Write out the rows below word for word, from the very first line through the line that contains "[(447, 62), (518, 54), (39, 56), (259, 10)]", including both of those lines. Leave the pictures out of your copy.

======== Exercise material

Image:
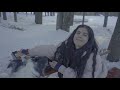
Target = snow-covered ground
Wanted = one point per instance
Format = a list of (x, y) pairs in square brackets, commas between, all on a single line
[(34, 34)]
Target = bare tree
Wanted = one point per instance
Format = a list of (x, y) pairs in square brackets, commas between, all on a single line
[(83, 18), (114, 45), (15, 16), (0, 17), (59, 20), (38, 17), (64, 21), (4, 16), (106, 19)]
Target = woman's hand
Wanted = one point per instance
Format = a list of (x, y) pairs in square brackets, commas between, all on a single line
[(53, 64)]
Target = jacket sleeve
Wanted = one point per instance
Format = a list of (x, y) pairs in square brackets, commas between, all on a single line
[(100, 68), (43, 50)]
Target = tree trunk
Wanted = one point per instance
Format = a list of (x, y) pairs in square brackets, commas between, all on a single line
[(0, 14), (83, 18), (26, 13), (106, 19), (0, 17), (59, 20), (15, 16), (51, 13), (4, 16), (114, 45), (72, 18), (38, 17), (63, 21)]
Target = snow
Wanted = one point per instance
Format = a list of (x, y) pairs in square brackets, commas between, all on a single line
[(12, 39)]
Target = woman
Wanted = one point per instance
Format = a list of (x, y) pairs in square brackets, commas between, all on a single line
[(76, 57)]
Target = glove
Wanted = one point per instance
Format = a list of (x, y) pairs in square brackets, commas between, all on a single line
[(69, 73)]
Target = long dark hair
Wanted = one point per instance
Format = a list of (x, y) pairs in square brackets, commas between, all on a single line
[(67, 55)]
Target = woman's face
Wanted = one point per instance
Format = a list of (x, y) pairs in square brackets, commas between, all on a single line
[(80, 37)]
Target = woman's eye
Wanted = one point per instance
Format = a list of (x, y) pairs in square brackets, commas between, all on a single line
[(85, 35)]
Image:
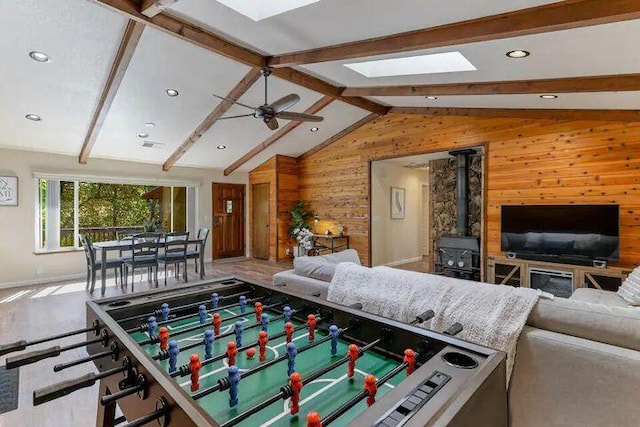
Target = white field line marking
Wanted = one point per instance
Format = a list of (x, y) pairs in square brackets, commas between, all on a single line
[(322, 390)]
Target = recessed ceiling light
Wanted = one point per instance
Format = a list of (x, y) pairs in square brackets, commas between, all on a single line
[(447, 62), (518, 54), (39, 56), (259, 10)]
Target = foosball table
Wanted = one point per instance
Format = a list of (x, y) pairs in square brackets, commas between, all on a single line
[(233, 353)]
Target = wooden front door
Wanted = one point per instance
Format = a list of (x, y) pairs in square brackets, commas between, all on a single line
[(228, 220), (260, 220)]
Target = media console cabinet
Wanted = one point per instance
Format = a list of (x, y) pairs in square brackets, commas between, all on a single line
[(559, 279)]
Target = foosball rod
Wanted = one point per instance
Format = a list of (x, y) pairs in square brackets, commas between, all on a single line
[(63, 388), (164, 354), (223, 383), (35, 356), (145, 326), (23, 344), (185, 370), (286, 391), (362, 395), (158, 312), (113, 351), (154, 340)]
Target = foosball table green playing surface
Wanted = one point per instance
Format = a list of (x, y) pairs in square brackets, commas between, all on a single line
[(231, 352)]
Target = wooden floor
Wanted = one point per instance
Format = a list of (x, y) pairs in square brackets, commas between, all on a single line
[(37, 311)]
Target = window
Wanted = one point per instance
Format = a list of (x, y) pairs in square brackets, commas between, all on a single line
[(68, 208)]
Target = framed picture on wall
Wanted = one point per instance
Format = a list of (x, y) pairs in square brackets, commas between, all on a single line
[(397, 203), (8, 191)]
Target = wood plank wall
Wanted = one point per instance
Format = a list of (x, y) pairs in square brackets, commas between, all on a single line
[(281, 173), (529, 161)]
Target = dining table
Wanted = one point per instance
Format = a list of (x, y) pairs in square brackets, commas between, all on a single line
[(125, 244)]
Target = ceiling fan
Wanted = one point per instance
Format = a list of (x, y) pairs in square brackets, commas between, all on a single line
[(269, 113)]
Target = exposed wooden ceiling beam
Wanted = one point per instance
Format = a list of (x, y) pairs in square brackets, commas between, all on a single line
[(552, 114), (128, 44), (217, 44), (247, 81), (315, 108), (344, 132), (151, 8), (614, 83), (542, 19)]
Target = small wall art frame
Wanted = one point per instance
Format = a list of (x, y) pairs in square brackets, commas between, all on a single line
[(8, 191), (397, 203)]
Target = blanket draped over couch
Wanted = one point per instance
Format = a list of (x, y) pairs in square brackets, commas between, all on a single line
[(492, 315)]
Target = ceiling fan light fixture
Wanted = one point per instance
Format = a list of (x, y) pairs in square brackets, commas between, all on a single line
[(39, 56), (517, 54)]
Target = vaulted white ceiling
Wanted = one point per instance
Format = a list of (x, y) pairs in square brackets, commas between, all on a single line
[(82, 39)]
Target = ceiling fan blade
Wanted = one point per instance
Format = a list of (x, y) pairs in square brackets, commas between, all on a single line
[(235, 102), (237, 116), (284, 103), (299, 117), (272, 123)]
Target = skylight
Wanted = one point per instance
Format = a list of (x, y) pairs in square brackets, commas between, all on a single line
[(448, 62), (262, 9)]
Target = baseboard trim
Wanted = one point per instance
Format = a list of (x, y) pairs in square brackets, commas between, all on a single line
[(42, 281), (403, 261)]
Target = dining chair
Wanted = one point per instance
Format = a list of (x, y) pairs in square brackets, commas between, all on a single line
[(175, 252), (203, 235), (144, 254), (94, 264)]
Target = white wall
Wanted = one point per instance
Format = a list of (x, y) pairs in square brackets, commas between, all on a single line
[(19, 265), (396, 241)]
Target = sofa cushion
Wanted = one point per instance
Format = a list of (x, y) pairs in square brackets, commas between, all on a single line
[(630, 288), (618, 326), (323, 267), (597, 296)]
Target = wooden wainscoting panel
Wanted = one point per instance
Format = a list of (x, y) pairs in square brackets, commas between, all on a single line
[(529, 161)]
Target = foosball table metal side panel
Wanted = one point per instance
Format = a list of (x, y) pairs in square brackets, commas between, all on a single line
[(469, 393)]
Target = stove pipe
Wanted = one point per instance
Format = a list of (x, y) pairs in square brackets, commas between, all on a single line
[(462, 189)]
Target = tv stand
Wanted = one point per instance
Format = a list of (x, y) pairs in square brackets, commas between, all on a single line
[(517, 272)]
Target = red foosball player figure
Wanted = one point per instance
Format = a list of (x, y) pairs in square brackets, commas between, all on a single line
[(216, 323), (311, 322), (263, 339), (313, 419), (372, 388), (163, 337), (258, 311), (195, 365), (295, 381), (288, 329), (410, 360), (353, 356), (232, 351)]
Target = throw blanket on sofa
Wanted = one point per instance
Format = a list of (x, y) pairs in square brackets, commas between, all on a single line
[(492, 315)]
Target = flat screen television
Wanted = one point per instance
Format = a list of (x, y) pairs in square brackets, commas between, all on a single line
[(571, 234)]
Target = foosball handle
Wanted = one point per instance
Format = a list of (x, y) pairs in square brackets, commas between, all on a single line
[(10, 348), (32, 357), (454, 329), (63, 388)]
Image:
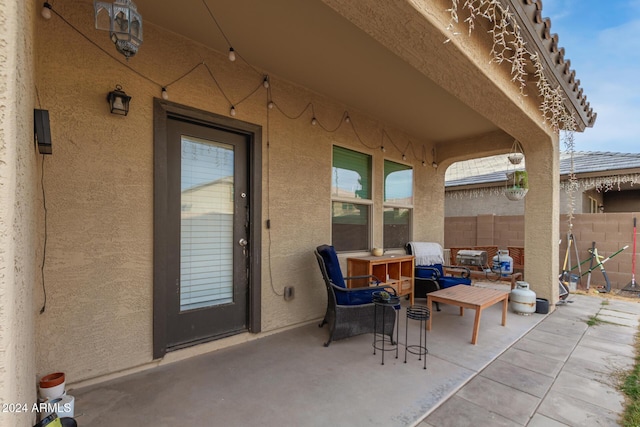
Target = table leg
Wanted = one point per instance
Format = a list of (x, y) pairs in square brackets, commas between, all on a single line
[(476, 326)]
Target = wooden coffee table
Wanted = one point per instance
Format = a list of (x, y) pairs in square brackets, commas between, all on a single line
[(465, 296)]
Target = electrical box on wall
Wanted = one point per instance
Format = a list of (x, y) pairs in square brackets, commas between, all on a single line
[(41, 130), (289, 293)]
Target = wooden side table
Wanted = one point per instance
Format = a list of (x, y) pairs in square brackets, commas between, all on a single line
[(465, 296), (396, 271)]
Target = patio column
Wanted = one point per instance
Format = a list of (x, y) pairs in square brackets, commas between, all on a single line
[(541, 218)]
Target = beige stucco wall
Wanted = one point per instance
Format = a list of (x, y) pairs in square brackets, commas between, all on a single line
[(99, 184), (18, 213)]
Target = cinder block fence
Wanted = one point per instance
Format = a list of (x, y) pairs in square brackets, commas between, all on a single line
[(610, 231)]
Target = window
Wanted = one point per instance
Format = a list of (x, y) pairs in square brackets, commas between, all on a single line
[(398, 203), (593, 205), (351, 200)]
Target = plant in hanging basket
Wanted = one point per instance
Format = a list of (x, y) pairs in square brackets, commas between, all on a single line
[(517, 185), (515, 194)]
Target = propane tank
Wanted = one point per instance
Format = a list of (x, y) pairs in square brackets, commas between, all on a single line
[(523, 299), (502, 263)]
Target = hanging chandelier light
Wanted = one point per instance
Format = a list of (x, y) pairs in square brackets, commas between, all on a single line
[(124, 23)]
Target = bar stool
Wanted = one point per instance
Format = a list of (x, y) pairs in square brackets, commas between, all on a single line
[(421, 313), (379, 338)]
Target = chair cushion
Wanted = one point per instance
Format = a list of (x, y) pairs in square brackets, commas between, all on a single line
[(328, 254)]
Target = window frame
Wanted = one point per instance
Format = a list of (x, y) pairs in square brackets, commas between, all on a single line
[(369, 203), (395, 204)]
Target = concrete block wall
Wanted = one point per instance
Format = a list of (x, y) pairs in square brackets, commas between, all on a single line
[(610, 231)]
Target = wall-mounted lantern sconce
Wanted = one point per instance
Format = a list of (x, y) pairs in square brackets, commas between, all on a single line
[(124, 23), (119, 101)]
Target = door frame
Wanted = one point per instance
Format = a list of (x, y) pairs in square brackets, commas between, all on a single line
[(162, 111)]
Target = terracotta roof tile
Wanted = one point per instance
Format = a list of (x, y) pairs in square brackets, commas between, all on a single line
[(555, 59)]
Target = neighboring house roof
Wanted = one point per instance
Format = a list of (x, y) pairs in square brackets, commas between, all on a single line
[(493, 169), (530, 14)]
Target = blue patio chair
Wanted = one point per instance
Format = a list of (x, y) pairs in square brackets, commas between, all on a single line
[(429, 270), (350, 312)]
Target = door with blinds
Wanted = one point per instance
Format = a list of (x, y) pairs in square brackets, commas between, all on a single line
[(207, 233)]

================

• _In response_
Image:
Target = snow-covered ground
Wanted = one point per instance
Format = a list of (x, y) pairs in square brackets, commas between, all on a single line
[(34, 34)]
Target = bare tree
Wanted = one point per instance
Format = a list of (x, y) pairs in square brackets, commas between, all on a single line
[(83, 18), (114, 45), (15, 16), (0, 17), (59, 20), (38, 17), (64, 21), (4, 16), (106, 19)]
Target = woman's hand
Wanted = one point per instance
Format = a list of (x, y) pairs in square brackets, commas between, all on a single line
[(53, 64)]
Target = jacket sleeve
Wanted = one point per instance
Format = a list of (x, y) pairs in square brackets, commas between, all on a single line
[(100, 68), (43, 50)]
Target = tree trunk
Wanted = one point per instance
Format = a list of (x, y) pairs in square brackets, commas between, all on a single line
[(0, 14), (83, 18), (26, 13), (106, 19), (0, 17), (59, 20), (15, 16), (51, 13), (4, 16), (114, 45), (72, 18), (38, 17), (63, 21)]
Target = snow
Wanted = one point per instance
Format = a list of (x, y) pairs in square brackets, commas between, all on a single line
[(12, 39)]
Target = woman
Wanted = one point per instance
Format = a list of (x, y) pairs in square brackets, commas between, all on a single line
[(76, 57)]
Target = glove
Wanted = one point per instance
Format = a list of (x, y) pairs in square brackets, commas between, all on a single line
[(69, 73)]
Target = long dark hair
Wanted = one point per instance
Format = a list of (x, y) pairs in square brackets, commas between, all on a single line
[(67, 55)]
Target = woman's face
Wanted = one point per instance
Format = a list of (x, y) pairs in square brackets, commas between, all on a single line
[(80, 37)]
Target = woman's eye
Wanted = one point per instance
Format = a list of (x, y) pairs in square brackets, commas between, all on a single line
[(85, 35)]
Image:
Target = white field line marking
Wanted = one point per instance
Format = a list of (x, y) pairs in square brackets, commas between, all on a single line
[(322, 390)]
Target = recessed ceiling light
Wanted = one point per instance
Format = a list of (x, y) pairs in square brackets, commas between, all on a single line
[(447, 62), (518, 54), (39, 56), (259, 10)]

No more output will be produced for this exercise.